++++ Exercise input

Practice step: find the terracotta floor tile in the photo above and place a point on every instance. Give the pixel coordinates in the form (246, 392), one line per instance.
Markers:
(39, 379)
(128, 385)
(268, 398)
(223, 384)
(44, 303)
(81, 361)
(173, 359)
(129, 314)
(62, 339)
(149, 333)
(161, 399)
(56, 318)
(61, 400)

++++++++

Work instruction> What's required is that all of the material be returned exactly.

Exercise response>
Practice step: find the terracotta floor tile in the photo above and place a point on every instance. Give the pixel coordinates in the form (246, 392), one line per instance.
Markers:
(39, 379)
(128, 385)
(268, 398)
(223, 384)
(44, 303)
(81, 361)
(173, 359)
(129, 314)
(62, 339)
(149, 333)
(161, 399)
(56, 318)
(61, 400)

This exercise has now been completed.